▸ Required work: Locate each line below that contains the word "green" and copy every such line in full.

— Start Provided information —

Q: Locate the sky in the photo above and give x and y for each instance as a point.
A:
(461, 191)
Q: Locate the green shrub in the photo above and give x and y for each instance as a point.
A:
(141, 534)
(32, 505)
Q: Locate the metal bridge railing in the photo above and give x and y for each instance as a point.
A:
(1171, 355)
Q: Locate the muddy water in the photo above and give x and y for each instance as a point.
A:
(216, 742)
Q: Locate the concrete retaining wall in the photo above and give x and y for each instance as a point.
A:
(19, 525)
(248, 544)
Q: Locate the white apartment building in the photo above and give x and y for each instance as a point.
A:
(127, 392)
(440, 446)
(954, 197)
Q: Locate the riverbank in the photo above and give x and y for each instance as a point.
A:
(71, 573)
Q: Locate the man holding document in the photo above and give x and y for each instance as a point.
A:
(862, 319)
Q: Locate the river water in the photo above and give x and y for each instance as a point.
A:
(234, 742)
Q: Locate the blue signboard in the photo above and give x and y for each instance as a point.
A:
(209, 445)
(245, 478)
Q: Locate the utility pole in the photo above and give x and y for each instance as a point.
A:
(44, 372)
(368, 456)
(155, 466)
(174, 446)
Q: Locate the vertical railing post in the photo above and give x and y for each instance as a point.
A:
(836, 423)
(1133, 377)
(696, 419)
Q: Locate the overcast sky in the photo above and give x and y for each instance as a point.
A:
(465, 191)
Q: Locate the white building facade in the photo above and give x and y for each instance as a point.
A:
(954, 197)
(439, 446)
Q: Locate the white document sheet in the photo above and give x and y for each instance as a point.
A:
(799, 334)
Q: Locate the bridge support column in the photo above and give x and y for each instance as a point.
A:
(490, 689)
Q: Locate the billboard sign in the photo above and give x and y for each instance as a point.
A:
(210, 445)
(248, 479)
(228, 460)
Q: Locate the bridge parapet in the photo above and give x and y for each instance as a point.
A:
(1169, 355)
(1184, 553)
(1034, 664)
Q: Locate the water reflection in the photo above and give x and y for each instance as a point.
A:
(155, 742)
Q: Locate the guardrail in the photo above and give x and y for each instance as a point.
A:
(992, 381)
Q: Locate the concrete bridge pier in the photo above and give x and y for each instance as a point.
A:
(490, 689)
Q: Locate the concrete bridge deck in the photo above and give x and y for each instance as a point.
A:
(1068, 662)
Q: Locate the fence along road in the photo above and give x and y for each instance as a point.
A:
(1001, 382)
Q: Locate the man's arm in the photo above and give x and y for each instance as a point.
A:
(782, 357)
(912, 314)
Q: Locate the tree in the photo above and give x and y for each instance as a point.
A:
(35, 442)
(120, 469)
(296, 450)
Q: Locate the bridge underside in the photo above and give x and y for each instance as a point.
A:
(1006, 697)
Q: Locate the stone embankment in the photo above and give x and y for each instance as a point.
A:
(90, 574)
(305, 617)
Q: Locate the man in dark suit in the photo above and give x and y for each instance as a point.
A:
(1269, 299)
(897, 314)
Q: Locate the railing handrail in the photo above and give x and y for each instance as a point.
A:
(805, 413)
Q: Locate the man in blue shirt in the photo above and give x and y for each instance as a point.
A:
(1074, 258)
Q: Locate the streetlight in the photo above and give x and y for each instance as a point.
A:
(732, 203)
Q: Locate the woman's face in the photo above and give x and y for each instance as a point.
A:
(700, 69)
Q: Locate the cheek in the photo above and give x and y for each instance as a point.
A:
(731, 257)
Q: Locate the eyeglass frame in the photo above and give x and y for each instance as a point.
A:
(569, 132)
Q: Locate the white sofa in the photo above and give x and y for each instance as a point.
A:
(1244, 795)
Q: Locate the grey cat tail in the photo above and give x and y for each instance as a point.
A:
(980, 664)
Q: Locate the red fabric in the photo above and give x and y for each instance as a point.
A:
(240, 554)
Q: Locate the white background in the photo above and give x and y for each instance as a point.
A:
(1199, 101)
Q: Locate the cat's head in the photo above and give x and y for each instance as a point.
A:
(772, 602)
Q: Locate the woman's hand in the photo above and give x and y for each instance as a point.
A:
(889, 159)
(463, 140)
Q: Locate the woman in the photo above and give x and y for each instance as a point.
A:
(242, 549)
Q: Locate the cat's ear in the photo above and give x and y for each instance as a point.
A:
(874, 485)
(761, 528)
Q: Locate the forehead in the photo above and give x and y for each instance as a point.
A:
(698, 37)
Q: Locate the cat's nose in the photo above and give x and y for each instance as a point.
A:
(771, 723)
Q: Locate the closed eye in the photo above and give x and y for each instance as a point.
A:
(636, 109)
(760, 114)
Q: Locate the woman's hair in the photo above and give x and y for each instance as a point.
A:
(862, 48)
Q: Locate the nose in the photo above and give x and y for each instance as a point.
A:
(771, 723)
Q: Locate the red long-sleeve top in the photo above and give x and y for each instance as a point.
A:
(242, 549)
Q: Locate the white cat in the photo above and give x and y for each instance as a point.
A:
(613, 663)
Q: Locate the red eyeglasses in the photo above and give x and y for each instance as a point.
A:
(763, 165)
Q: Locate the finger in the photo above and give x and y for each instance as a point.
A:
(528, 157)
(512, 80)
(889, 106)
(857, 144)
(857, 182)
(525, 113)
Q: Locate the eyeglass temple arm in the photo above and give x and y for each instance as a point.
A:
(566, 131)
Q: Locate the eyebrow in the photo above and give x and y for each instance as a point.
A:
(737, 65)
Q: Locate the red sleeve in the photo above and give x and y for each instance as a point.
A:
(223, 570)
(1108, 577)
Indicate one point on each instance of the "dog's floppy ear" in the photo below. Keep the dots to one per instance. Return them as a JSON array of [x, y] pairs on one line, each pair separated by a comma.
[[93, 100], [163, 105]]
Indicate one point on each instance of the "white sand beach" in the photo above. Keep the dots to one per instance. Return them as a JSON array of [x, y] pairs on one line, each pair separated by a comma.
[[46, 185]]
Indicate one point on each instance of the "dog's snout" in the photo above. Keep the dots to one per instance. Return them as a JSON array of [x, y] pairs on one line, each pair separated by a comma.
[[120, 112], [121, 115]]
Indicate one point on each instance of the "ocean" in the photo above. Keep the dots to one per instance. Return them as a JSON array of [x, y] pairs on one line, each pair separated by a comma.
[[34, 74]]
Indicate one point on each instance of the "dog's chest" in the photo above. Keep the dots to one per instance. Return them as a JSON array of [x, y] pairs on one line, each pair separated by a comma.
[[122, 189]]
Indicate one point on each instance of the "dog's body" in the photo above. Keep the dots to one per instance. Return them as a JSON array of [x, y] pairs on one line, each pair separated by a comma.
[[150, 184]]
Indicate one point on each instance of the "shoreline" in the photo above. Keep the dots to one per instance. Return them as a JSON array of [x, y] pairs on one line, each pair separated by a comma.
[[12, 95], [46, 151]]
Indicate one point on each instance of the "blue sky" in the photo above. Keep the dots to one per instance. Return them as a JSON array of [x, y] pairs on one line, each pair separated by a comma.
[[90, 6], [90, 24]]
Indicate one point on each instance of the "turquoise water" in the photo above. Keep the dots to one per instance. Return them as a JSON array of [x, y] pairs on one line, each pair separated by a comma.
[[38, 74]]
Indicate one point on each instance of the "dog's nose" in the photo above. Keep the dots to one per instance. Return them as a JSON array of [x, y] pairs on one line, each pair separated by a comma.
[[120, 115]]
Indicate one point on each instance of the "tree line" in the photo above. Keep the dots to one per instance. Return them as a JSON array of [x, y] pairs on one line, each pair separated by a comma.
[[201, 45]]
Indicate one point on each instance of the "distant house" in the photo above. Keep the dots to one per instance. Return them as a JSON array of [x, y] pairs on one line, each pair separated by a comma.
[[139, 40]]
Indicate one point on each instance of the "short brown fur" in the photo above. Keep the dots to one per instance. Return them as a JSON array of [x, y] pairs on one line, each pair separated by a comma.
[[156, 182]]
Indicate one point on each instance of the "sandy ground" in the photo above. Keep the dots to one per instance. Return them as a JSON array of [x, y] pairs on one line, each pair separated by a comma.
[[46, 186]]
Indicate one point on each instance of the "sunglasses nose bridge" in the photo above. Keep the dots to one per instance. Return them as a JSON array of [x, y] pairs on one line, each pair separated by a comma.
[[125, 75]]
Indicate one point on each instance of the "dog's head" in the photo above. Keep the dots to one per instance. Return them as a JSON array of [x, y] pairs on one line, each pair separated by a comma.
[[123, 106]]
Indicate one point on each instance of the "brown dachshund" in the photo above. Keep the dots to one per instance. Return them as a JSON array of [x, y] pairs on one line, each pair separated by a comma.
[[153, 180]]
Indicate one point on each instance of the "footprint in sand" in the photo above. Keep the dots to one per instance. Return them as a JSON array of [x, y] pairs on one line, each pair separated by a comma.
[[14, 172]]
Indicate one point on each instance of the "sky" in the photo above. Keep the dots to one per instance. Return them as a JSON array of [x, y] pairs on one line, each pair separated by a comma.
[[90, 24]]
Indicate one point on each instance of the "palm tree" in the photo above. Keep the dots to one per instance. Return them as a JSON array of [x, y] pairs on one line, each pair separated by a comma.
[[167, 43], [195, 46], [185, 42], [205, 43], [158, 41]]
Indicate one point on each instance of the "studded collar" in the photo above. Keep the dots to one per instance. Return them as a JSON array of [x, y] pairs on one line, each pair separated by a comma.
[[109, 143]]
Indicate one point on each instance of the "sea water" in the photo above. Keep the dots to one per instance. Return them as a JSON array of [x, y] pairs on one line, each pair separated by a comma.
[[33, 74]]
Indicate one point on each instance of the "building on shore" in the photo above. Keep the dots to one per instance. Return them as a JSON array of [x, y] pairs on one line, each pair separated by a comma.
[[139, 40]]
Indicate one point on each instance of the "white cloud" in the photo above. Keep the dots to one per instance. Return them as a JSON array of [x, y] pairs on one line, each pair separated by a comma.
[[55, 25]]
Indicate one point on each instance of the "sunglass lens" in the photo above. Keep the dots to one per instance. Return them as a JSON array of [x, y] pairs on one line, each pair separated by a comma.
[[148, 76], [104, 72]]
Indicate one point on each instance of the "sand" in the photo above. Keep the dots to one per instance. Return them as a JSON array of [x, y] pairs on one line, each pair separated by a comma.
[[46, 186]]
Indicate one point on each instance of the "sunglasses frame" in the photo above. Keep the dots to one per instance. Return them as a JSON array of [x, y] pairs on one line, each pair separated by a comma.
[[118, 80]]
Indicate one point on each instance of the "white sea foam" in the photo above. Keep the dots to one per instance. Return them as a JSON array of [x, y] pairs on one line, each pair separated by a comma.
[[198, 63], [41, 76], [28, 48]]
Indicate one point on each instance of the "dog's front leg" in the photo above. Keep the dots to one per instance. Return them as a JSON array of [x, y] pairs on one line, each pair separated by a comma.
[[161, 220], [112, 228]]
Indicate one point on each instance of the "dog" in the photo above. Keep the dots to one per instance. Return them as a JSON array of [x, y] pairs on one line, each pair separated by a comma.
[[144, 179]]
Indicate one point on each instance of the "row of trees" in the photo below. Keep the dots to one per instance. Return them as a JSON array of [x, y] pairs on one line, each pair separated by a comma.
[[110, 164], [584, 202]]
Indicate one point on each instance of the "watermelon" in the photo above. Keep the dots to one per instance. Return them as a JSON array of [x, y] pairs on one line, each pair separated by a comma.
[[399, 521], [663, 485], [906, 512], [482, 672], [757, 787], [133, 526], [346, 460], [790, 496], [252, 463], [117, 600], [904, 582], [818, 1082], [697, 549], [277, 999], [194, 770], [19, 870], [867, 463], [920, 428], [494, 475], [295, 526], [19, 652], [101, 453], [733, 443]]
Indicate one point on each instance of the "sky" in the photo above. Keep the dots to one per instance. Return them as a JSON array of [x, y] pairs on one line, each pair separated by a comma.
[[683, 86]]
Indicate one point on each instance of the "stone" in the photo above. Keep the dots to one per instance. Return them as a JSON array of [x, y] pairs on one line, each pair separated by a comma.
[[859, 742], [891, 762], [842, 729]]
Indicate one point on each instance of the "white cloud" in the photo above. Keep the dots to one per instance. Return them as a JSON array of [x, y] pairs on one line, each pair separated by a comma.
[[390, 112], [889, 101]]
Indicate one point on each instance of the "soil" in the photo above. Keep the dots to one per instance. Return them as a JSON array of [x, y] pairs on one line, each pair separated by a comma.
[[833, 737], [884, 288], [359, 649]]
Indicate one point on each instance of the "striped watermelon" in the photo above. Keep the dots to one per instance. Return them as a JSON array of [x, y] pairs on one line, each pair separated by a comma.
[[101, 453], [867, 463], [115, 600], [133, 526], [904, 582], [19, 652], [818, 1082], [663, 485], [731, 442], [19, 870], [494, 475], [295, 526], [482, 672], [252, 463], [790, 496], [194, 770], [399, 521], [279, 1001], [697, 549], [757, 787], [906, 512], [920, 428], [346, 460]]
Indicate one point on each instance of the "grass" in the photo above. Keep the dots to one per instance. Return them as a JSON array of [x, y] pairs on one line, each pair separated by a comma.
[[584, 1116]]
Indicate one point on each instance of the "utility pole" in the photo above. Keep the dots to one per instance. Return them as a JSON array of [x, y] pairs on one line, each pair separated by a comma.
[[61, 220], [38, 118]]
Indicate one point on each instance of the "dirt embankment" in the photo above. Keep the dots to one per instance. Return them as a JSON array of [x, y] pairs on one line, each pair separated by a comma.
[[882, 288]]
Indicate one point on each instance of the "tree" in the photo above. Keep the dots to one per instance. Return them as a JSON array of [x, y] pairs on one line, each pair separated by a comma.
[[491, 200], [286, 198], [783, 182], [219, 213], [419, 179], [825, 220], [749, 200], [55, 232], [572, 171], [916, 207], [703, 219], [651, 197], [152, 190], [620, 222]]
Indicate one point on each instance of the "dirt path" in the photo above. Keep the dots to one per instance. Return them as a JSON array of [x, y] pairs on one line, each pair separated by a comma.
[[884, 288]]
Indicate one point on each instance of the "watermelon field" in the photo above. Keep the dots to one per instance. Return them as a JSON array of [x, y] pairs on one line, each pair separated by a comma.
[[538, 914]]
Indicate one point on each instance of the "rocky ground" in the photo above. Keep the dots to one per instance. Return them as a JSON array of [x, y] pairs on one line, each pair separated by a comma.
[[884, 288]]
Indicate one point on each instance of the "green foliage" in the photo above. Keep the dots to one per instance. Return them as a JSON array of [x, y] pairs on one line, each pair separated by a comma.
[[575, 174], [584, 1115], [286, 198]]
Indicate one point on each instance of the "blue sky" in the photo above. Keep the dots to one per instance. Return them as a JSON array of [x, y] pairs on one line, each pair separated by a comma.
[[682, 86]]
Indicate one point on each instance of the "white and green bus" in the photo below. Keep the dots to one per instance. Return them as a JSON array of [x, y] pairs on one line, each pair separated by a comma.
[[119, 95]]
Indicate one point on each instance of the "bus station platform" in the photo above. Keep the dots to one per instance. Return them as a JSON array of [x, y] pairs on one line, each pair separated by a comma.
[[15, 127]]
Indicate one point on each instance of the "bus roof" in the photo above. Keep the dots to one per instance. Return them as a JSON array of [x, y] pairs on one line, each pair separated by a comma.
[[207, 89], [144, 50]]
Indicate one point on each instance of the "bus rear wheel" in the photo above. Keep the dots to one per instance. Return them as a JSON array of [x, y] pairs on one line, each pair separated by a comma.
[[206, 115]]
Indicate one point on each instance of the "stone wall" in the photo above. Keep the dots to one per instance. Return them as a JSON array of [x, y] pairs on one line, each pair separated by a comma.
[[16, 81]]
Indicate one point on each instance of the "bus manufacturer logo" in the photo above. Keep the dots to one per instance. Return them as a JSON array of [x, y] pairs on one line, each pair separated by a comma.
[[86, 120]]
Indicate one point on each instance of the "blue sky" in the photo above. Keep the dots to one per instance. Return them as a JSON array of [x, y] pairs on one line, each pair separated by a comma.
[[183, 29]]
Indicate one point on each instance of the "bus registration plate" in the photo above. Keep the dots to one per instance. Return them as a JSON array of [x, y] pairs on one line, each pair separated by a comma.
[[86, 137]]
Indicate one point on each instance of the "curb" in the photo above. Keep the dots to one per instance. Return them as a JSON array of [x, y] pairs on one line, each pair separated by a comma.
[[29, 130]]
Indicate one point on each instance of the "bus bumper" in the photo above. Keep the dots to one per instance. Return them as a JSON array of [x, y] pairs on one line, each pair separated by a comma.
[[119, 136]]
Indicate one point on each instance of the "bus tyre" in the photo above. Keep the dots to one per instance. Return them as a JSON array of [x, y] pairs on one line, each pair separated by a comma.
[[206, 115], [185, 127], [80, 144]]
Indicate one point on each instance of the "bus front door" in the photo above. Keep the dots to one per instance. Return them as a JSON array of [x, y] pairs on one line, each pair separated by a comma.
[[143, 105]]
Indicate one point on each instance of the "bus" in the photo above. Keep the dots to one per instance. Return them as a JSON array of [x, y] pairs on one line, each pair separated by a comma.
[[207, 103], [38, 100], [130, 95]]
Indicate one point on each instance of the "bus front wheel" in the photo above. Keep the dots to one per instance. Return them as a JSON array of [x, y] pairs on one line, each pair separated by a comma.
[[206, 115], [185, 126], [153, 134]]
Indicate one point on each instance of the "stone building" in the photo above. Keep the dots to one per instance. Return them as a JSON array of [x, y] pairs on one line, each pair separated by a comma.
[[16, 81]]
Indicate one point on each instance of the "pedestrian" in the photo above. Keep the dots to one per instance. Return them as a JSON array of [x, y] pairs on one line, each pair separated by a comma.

— End Provided information —

▸ Expected answer:
Q: Locate the green shrub in the photo above and give x and y for each instance as a point.
Indicate one point on each instance of the "green foliage" in the photo above. Keep the dots to one per instance. Return them as a JSON array of [x, y] pairs on one line, each pair separated by a comma.
Indicate one point on each instance of the "white and green bus" in the photo below. Keep the dots to one per instance. Return them as a JSON array of [x, y] pairs on one line, each pair separated by a comma.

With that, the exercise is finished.